* Prompt
Turn the data from the line containing "For the benchmark, mark every instance of the green" through the line containing "[[301, 266], [440, 348], [422, 317]]" into a numbered list, both of those lines included and blank lines dropped. Leave out every other line.

* Provided entries
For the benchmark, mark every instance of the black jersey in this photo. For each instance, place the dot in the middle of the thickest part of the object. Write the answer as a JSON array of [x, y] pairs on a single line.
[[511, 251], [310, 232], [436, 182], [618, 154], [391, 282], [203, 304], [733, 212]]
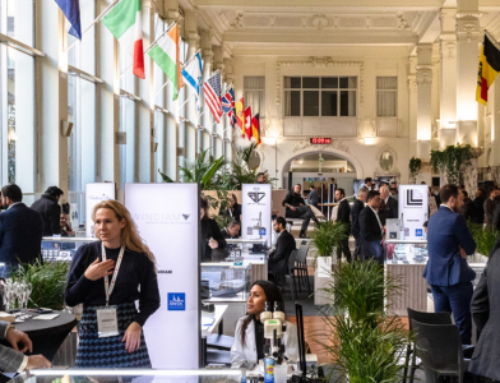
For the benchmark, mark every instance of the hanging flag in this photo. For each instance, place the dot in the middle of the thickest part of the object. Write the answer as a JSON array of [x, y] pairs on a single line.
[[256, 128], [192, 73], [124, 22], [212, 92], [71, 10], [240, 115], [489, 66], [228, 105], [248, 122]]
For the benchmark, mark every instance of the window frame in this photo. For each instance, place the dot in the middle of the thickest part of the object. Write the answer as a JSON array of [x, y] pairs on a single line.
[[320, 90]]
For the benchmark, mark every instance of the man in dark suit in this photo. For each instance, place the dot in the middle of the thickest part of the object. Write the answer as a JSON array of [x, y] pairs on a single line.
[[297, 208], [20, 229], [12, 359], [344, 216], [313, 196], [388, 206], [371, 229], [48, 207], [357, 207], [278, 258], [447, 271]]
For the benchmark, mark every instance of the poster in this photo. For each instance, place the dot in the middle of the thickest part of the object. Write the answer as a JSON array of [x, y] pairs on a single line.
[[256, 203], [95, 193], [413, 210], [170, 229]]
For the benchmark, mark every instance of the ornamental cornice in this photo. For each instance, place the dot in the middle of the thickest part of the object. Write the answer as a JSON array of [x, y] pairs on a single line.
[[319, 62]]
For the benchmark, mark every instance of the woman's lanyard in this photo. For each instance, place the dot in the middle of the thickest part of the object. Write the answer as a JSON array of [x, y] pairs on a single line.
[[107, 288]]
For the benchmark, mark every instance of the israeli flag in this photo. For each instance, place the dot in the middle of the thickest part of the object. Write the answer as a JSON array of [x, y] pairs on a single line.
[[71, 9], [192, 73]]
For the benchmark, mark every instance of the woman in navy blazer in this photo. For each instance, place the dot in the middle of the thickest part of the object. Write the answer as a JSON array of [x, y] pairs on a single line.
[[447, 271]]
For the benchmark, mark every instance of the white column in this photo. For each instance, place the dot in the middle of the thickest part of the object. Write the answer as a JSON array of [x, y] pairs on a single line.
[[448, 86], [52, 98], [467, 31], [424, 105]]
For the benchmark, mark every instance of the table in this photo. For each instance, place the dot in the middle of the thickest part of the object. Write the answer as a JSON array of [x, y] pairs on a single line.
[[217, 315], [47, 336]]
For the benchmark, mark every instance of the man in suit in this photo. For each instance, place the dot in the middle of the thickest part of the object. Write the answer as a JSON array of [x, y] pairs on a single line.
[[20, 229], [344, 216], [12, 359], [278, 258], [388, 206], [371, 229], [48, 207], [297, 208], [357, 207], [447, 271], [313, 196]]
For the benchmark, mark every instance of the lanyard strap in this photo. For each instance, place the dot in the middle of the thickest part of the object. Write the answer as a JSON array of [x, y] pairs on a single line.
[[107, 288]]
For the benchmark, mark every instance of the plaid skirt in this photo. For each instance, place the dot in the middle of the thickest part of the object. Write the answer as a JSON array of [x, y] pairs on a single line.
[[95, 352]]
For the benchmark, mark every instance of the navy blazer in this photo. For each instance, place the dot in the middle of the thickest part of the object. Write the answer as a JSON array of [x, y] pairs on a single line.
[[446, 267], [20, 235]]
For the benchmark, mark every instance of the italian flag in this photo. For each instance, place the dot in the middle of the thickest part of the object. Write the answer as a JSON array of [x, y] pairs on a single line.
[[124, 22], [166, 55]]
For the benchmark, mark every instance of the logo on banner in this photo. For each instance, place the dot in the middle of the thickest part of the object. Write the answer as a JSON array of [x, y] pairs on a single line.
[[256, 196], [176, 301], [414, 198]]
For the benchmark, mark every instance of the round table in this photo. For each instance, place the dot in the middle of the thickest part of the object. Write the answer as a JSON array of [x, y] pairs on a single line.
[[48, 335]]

---

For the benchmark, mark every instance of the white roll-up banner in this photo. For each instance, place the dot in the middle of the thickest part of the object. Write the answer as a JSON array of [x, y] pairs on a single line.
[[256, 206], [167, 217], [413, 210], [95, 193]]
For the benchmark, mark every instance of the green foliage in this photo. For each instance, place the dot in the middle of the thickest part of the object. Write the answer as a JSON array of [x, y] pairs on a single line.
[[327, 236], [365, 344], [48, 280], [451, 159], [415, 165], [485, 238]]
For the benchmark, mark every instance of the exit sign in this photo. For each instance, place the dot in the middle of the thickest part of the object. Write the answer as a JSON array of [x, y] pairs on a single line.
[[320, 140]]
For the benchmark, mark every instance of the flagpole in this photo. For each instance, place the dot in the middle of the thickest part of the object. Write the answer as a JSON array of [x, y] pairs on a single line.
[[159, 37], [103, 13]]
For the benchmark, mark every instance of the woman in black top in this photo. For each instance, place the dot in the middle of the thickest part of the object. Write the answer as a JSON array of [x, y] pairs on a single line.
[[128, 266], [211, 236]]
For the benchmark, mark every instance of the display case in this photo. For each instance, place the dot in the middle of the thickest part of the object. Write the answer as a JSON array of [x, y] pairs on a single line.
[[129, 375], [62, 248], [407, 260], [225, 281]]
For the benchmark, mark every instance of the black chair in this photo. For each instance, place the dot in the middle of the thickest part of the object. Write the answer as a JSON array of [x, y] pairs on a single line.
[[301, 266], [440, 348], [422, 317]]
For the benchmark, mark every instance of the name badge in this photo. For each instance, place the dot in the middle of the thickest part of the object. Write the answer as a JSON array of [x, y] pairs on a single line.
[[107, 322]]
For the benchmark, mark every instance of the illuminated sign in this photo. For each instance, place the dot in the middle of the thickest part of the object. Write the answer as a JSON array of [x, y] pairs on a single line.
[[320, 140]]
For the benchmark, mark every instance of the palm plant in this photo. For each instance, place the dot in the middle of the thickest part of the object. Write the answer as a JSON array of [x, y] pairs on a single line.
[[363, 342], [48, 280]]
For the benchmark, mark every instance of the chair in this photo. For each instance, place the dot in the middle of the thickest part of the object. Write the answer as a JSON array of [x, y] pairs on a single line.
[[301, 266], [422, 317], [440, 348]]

* Worked solution
1. For the benchmark, mark every instance of the green foliage in this photo. For each instance, place the dot in the middle of the thickest part of the object. Write the answer as a JSON array of [x, y] pairs on a single line.
2. [[327, 236], [365, 344], [48, 280], [451, 159], [415, 165], [485, 238]]
3. For the benchmark, mark every instance of the exit sign in this photo. For each instance, place the dot in the middle of the thickest part of the object. Write the answer as a JSON array of [x, y] pairs on a single line.
4. [[320, 140]]
5. For the benchmark, mark every instance of the flagpole in this photo. For each instance, place the dot in the middle of the thickest part of the object. Write the answer as a JSON array of [x, y] pairs on a single line.
6. [[159, 37], [103, 13]]
7. For the benchmark, mark every instance of the woman in black top in this photo. For each instance, place the dot in the middle of the thickest part of the object. Write the answer as a JSON array of [x, y] pairs on a single line.
8. [[128, 266], [211, 236]]
9. For the benchmark, mark every instance of the display case in this photo. For each instance, place the dot in the middle of the thickest part of the object. Write the answer as a JSON array of [x, y] pairs on a single line.
10. [[129, 375], [62, 248], [407, 260], [225, 281]]
11. For the benchmark, mark every instance of the black chair in this photo. For each instance, place the dot in the middle of the thickest part of the object. Write the answer as a JSON array of [x, y] pairs on a single line.
12. [[301, 266], [440, 348], [422, 317]]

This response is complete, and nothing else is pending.